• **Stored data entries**
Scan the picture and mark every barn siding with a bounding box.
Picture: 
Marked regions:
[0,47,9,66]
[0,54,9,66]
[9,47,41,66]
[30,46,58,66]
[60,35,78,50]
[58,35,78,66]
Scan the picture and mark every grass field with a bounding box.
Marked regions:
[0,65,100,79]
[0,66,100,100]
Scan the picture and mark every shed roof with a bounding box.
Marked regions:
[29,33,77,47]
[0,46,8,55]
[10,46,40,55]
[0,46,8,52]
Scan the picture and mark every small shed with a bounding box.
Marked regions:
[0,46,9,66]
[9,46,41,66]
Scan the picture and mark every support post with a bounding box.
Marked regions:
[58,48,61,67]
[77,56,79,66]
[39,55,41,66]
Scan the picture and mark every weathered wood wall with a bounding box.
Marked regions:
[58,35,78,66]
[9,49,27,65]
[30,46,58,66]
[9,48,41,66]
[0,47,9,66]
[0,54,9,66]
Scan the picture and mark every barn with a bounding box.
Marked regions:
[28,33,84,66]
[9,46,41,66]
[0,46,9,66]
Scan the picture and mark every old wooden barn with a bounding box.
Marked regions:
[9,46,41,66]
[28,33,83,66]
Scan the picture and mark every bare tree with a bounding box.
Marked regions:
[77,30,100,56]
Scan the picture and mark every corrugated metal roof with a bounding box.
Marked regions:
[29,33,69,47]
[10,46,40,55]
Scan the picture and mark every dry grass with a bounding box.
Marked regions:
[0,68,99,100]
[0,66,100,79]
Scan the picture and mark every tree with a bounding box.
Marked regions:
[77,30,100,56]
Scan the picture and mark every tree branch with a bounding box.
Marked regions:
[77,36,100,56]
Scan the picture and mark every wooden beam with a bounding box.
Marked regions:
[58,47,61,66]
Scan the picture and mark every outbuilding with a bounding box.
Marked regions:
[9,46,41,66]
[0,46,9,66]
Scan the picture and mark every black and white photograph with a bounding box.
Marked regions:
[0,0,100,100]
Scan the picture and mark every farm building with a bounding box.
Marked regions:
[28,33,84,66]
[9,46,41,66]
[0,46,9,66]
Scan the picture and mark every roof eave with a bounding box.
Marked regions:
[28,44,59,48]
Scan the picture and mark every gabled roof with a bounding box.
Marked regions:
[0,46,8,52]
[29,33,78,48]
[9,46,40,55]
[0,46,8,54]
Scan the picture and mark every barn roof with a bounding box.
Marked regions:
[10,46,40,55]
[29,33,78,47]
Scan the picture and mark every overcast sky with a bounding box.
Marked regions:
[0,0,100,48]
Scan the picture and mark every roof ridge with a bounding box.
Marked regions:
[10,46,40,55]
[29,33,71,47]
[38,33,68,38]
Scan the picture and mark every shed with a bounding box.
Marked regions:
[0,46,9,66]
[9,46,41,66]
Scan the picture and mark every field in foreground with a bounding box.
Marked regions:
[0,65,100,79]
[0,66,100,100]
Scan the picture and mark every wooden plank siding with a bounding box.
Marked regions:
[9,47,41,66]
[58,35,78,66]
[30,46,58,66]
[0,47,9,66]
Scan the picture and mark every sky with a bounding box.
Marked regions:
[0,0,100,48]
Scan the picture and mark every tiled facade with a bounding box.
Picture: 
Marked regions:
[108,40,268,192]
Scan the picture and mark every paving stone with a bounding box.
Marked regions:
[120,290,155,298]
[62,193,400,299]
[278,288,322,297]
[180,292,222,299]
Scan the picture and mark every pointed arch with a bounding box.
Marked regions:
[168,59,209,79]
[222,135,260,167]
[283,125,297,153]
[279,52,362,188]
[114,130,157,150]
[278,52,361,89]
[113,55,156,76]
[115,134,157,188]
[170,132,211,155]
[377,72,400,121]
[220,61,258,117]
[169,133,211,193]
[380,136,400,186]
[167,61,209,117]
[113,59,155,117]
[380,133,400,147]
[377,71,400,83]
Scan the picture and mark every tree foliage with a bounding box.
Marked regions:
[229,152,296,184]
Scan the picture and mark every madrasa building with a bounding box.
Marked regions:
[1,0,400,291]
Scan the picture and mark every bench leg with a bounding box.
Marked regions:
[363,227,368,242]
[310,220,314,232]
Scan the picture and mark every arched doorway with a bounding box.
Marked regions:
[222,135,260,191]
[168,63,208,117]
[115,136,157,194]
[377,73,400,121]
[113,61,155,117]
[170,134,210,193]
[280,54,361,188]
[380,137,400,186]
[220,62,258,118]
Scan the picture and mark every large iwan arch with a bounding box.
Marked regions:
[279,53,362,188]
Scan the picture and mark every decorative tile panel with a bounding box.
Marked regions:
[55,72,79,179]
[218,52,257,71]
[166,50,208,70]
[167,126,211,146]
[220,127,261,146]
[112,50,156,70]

• **Try it**
Your reply should consist of all the records, set down exactly.

• **Answer below**
Scan the picture and mark every barn siding with a bounding box.
Picture: 
Marked regions:
[0,47,9,66]
[0,54,9,66]
[9,47,41,66]
[30,46,58,66]
[60,35,78,50]
[58,35,78,66]
Scan the picture and mark every grass field with a bounding box.
Marked regions:
[0,65,100,79]
[0,66,100,100]
Scan the picture and mark every shed roof with a bounding box.
Marked regions:
[29,33,77,47]
[0,46,8,55]
[10,46,40,55]
[0,46,8,52]
Scan the picture and mark every small shed with a bounding box.
Marked regions:
[0,46,9,66]
[9,46,41,66]
Scan the picture and mark every support post with a bounding box.
Marked regions:
[58,48,61,67]
[77,56,79,66]
[39,55,41,66]
Scan the picture and mark every weathered wood wall with a bounding box.
Marked regions:
[58,35,78,66]
[9,49,27,65]
[30,46,58,66]
[9,48,41,66]
[0,47,9,66]
[0,54,9,66]
Scan the picture and mark every barn with a bounding box.
Marked regions:
[28,33,84,66]
[9,46,41,66]
[0,46,9,66]
Scan the picture and mark every old wooden barn with a bounding box.
Marked regions:
[9,46,41,66]
[28,33,83,66]
Scan the picture and mark every bare tree with a bounding box.
Marked regions:
[77,30,100,56]
Scan the picture and mark every corrugated metal roof with a bounding box.
Marked regions:
[29,33,69,47]
[10,46,40,55]
Scan the picture and mark every dry grass with a bounding box.
Marked regions:
[0,68,99,100]
[0,66,100,79]
Scan the picture and mark every tree with a bounding box.
Marked regions:
[77,30,100,56]
Scan the picture and mark every tree branch with a bounding box.
Marked regions:
[77,36,100,56]
Scan the picture and mark every wooden beam with a bounding box.
Marked regions:
[58,47,61,66]
Scan the picture and mark every outbuilding with a bounding box.
Marked regions:
[9,46,41,66]
[0,46,9,66]
Scan the picture and mark every black and white photograph with a bounding box.
Marked regions:
[0,0,100,100]
Scan the picture and mark every farm building with a bounding box.
Marked regions:
[28,33,84,66]
[9,46,41,66]
[0,46,9,66]
Scan the picture and mark every roof eave with a bounding box.
Marked regions:
[28,44,59,48]
Scan the picture and mark every gabled roof with a bounding box.
Marked regions:
[0,46,8,52]
[29,33,78,48]
[9,46,40,55]
[0,46,8,54]
Scan the picture and mark every barn roof with a bounding box.
Marked regions:
[10,46,40,55]
[29,33,78,47]
Scan the picture and mark every overcast sky with a bounding box.
Marked regions:
[0,0,100,48]
Scan the picture and mark every roof ridge with a bounding box.
Marked regions:
[10,46,40,55]
[29,33,71,47]
[38,33,68,38]
Scan the picture and mark every shed with a bounding box.
Marked regions:
[0,46,9,66]
[9,46,41,66]
Scan the picture and mark every field in foreground with a bounding box.
Marked regions:
[0,65,100,79]
[0,66,100,100]
Scan the picture and mark every wooden plank siding with a bounding box.
Marked regions:
[9,47,41,66]
[58,35,78,66]
[30,46,58,66]
[0,47,9,66]
Scan the picture and mark every sky with a bounding box.
Marked regions:
[0,0,100,48]
Scan the picture and mark every tiled facade with a bounding box.
Picture: 
Marked regions:
[108,40,268,192]
Scan the picture and mark every paving stone with a bounding box.
Marked regions:
[120,290,155,298]
[62,193,400,299]
[278,288,322,297]
[180,292,222,299]
Scan the picture and mark every pointed arch with a bounding box.
Marked regions:
[168,59,209,79]
[222,135,260,167]
[283,125,297,153]
[279,52,362,188]
[114,130,157,150]
[278,52,361,89]
[113,55,156,76]
[115,134,157,188]
[170,132,211,155]
[377,72,400,121]
[220,61,258,117]
[169,133,211,193]
[380,136,400,186]
[167,61,209,117]
[113,59,155,117]
[380,133,400,147]
[377,71,400,83]
Scan the picture and mark every tree foliage with a bounding box.
Marked regions:
[229,152,296,184]
Scan the picture and mark every madrasa building with a bounding box.
Marked regions:
[1,0,400,291]
Scan the picture and mark every bench leg with a bounding box.
Marked regions:
[363,227,368,242]
[310,220,314,232]
Scan the picture and mark every arched doorway with a bounding box.
Marked regions:
[222,135,260,191]
[168,63,208,117]
[115,136,157,194]
[377,73,400,121]
[113,61,155,117]
[170,134,210,193]
[280,54,361,188]
[380,137,400,186]
[220,62,258,118]
Scan the picture and mark every large iwan arch with a bounding box.
Marked regions:
[279,53,362,188]
Scan the picture and mark every decorative tile panel with a bounding box.
Marked regions:
[55,72,79,179]
[218,52,257,71]
[166,50,208,70]
[167,126,211,146]
[220,127,261,146]
[112,50,156,70]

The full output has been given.